**Given entries:**
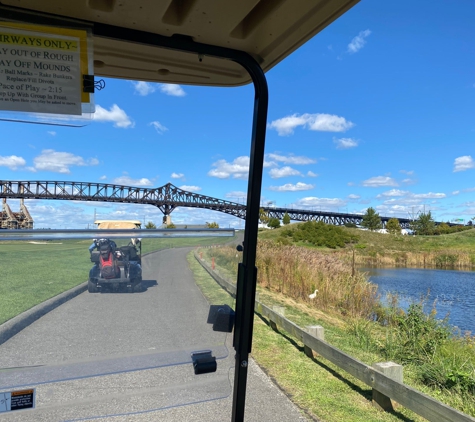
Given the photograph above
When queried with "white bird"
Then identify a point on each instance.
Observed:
(313, 295)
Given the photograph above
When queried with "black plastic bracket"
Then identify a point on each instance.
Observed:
(88, 83)
(203, 362)
(222, 317)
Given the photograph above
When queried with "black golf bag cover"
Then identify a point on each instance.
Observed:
(108, 262)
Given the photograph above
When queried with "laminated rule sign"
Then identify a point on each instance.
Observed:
(41, 73)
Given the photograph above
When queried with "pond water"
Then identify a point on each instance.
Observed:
(453, 291)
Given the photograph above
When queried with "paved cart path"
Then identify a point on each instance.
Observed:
(169, 316)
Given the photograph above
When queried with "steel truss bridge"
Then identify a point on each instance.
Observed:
(167, 198)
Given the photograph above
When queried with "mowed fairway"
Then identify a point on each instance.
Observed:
(34, 272)
(113, 332)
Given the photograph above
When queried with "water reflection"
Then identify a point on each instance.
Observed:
(453, 291)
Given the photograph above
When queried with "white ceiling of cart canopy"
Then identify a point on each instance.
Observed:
(269, 30)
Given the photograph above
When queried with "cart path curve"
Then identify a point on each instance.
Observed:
(170, 314)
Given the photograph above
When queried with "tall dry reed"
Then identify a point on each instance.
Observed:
(440, 259)
(297, 271)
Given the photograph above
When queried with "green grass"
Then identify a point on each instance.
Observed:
(455, 250)
(438, 365)
(463, 241)
(317, 386)
(150, 245)
(34, 273)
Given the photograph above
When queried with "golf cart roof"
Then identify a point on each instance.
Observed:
(268, 30)
(118, 224)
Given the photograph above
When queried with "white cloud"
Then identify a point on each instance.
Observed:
(158, 127)
(358, 42)
(289, 187)
(115, 114)
(345, 143)
(144, 88)
(379, 181)
(12, 162)
(394, 192)
(60, 162)
(238, 169)
(190, 188)
(319, 122)
(237, 196)
(463, 163)
(291, 159)
(129, 181)
(429, 195)
(283, 172)
(173, 90)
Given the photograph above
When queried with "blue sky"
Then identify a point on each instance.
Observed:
(376, 110)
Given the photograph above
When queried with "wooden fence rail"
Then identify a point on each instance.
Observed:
(409, 397)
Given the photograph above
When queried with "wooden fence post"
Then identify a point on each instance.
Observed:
(278, 310)
(393, 371)
(318, 332)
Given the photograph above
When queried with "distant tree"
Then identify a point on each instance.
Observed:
(424, 225)
(371, 220)
(286, 219)
(393, 226)
(263, 217)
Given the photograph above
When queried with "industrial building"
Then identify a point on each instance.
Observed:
(15, 220)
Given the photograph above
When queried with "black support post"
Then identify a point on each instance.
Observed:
(246, 283)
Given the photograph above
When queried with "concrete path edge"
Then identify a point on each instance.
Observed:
(16, 324)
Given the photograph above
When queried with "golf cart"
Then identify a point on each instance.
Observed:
(115, 267)
(208, 43)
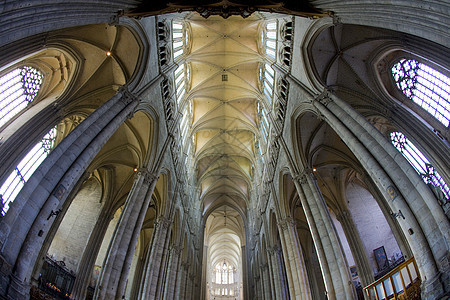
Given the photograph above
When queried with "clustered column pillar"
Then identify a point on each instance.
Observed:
(294, 261)
(49, 186)
(172, 272)
(87, 262)
(112, 281)
(425, 224)
(181, 281)
(334, 269)
(275, 269)
(365, 272)
(153, 261)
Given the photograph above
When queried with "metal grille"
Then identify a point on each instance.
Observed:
(18, 88)
(419, 162)
(17, 179)
(425, 86)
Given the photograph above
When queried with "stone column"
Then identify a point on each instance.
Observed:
(282, 271)
(294, 261)
(265, 281)
(90, 253)
(319, 235)
(48, 188)
(112, 281)
(190, 286)
(259, 287)
(172, 272)
(424, 224)
(181, 284)
(335, 255)
(275, 270)
(154, 259)
(365, 272)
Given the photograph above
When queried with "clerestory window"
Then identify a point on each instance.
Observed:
(17, 179)
(179, 39)
(18, 89)
(263, 122)
(181, 76)
(270, 39)
(419, 162)
(425, 86)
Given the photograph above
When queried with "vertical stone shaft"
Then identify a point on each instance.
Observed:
(295, 264)
(90, 253)
(316, 233)
(339, 260)
(41, 194)
(121, 249)
(418, 243)
(154, 258)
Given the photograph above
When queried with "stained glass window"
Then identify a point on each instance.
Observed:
(179, 39)
(425, 86)
(419, 162)
(17, 179)
(18, 88)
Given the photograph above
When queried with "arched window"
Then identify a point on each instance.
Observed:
(17, 179)
(425, 86)
(270, 39)
(180, 39)
(181, 77)
(263, 122)
(419, 162)
(18, 88)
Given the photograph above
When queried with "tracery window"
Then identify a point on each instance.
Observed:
(18, 88)
(419, 162)
(180, 39)
(270, 39)
(17, 179)
(425, 86)
(181, 74)
(263, 122)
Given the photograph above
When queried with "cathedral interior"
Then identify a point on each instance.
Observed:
(224, 150)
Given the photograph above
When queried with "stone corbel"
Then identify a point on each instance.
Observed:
(127, 96)
(286, 222)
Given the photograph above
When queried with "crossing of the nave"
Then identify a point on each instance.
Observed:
(223, 150)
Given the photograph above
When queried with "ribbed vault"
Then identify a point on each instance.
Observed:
(224, 90)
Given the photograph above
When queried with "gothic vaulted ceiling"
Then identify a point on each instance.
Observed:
(224, 91)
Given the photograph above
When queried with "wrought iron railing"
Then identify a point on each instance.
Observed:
(402, 282)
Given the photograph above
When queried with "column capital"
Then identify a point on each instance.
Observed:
(343, 215)
(176, 249)
(271, 250)
(286, 223)
(325, 97)
(148, 176)
(163, 221)
(127, 96)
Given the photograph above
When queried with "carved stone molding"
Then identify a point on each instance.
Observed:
(164, 222)
(324, 98)
(127, 96)
(286, 223)
(343, 215)
(226, 8)
(147, 175)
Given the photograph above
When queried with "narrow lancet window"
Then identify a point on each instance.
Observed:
(18, 88)
(17, 179)
(425, 86)
(179, 39)
(419, 162)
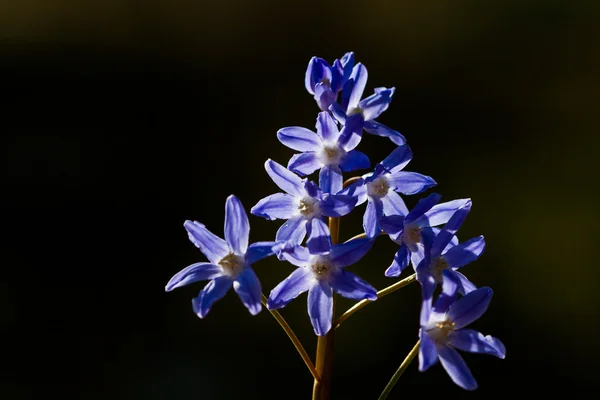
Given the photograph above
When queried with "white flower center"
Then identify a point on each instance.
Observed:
(309, 207)
(232, 264)
(379, 187)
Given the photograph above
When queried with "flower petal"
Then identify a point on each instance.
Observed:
(470, 307)
(440, 213)
(327, 128)
(354, 88)
(247, 286)
(421, 208)
(319, 241)
(293, 230)
(300, 139)
(336, 205)
(285, 179)
(320, 307)
(410, 182)
(294, 285)
(355, 160)
(259, 250)
(276, 206)
(349, 252)
(372, 216)
(456, 367)
(212, 292)
(378, 129)
(305, 163)
(427, 351)
(475, 342)
(330, 179)
(401, 260)
(393, 204)
(465, 252)
(351, 286)
(237, 226)
(194, 273)
(398, 159)
(377, 103)
(212, 246)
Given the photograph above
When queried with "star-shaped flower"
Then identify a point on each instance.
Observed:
(229, 263)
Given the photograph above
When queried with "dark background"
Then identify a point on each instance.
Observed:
(121, 119)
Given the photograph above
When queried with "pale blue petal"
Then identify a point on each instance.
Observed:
(194, 273)
(212, 246)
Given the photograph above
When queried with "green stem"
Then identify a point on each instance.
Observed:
(293, 338)
(400, 371)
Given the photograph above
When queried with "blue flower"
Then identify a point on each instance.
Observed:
(229, 261)
(328, 149)
(442, 332)
(408, 231)
(367, 109)
(325, 81)
(304, 206)
(321, 275)
(443, 256)
(379, 189)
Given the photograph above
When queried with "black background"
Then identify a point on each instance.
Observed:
(122, 119)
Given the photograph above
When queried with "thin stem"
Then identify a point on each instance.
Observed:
(400, 371)
(380, 294)
(293, 338)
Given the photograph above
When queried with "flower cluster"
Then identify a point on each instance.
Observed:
(426, 235)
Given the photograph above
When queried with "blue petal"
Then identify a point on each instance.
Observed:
(305, 163)
(212, 292)
(422, 207)
(335, 205)
(331, 179)
(349, 252)
(247, 286)
(393, 204)
(351, 133)
(374, 105)
(456, 367)
(315, 72)
(372, 216)
(398, 159)
(297, 283)
(474, 342)
(293, 230)
(351, 286)
(259, 250)
(440, 213)
(194, 273)
(278, 205)
(446, 235)
(401, 260)
(319, 241)
(427, 352)
(354, 88)
(393, 226)
(357, 189)
(285, 179)
(470, 307)
(320, 307)
(212, 246)
(376, 128)
(465, 252)
(237, 226)
(324, 96)
(300, 139)
(355, 160)
(327, 128)
(410, 182)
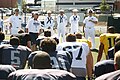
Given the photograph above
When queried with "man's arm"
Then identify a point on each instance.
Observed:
(89, 65)
(100, 52)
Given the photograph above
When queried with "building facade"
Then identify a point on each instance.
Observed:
(67, 4)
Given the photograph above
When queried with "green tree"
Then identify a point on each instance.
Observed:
(104, 6)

**Work instructions:**
Filter the entries above and copy only the lines that hold "fence".

**Response area:**
When queried with "wooden fence rail"
When queried with "wooden fence post"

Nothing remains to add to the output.